## EXERCISE PASSAGE
****************
Posted: Tue 29th Jun 2021

Overcrowding on trains in North Wales leads to concerns over lack of social distancing

News and Info from Deeside, Flintshire, North Wales
This article is old - Published: Tuesday, Jun 29th, 2021

Overcrowding on trains in North Wales has led to concerns being raised over the lack of social distancing.

The issue has been raised by two politicians after pictures were shared showing passengers crammed into carriages.

It has led to criticism of Transport for Wales which has been accused of failing to control passenger numbers and risking the spread of the coronavirus.

Dwyfor Meirionnydd MP Liz Saville Roberts shared the following tweet showing the situation on yesterday’s 1.25pm service between Chester and Holyhead.

The problems were also highlighted in the Senedd today by Arfon MS Sian Gwenllian, who compared the lack of enforcement with the strict measures in place in food establishments.
****************
## GIVEN RECORDS
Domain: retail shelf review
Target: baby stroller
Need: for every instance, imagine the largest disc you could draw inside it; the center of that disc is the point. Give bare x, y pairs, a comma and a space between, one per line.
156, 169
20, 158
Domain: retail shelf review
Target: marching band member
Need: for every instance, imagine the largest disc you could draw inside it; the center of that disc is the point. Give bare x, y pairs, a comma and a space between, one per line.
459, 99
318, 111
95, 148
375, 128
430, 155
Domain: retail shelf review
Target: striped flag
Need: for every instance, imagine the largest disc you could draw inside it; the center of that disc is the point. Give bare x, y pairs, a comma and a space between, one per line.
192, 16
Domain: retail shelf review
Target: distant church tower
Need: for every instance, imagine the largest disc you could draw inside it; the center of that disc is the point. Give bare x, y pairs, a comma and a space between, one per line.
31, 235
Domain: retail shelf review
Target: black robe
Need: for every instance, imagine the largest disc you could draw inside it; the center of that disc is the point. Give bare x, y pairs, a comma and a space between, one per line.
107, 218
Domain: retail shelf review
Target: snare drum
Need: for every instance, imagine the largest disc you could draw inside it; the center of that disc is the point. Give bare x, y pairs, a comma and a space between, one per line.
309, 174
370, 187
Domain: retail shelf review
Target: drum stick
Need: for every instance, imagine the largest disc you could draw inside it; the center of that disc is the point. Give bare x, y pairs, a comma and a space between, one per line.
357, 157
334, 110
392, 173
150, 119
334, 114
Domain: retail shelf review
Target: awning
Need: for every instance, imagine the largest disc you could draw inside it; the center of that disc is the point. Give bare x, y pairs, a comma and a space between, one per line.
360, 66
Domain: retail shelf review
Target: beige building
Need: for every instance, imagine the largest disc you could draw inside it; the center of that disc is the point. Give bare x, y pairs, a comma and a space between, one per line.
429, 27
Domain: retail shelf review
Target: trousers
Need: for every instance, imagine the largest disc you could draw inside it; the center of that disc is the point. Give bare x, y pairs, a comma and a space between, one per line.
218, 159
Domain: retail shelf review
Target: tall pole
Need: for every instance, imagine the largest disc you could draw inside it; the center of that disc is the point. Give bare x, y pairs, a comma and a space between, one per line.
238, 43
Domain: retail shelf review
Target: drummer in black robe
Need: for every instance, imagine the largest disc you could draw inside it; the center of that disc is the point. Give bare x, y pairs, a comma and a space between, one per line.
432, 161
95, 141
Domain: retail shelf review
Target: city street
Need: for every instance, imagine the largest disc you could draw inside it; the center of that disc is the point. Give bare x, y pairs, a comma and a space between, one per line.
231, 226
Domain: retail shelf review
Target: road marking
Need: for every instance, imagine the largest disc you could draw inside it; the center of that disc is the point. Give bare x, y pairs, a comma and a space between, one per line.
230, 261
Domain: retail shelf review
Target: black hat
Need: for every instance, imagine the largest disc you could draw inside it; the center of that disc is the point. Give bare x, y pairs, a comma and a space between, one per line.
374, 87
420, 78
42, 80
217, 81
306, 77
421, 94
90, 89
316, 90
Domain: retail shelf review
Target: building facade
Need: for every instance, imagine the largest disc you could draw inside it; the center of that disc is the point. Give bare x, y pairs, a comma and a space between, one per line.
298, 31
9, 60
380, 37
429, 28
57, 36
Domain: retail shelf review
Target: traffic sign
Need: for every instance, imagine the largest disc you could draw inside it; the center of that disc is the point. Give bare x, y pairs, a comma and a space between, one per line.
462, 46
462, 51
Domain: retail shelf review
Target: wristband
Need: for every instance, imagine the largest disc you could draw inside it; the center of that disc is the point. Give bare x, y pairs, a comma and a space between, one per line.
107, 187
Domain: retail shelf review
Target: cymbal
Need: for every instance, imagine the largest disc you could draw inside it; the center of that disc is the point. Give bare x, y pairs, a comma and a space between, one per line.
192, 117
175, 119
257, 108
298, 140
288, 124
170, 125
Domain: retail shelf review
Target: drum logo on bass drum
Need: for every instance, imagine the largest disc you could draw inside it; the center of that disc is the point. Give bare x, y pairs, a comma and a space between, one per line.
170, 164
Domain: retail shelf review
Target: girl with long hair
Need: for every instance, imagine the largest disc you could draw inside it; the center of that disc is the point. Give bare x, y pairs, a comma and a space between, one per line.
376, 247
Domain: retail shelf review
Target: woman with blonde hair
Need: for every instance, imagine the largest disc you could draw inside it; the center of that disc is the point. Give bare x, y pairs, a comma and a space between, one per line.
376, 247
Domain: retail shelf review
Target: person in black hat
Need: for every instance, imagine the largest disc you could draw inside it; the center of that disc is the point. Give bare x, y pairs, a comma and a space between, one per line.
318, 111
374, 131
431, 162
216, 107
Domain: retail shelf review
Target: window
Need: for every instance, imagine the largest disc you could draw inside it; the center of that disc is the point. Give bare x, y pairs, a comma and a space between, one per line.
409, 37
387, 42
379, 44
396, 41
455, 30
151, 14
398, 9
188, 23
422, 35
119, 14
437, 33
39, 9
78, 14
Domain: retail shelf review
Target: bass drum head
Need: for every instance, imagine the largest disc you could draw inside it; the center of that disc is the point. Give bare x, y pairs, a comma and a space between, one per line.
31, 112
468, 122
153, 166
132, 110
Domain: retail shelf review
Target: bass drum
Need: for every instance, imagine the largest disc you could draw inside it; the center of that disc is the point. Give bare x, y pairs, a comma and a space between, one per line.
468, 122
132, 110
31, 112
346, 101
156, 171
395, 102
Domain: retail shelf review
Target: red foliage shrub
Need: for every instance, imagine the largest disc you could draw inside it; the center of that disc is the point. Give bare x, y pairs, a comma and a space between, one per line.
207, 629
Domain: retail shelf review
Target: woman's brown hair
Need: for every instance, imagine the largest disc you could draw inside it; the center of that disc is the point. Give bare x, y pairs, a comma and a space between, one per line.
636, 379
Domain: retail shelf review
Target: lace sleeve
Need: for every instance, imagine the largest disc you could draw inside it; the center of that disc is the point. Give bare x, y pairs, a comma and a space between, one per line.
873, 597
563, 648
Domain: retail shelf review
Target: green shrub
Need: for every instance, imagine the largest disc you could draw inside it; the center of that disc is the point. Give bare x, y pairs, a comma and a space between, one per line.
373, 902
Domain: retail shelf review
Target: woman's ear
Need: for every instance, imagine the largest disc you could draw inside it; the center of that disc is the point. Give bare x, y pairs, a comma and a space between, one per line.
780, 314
****************
## EXERCISE AIM
Decide whether each statement agrees with the article about overcrowded trains in North Wales, and give yes or no with the article's deciding words quoted: 1. The tweet shared by Liz Saville Roberts showed a service between Chester and Holyhead. 2. Three politicians raised the issue. 3. Sian Gwenllian compared the lack of enforcement with the measures in food establishments. Answer using only the article about overcrowded trains in North Wales.

## SOLVED PROBLEM
1. Yes: "showing the situation on yesterday’s 1.25pm service between Chester and Holyhead"
2. No: "The issue has been raised by two politicians"
3. Yes: "compared the lack of enforcement with the strict measures in place in food establishments"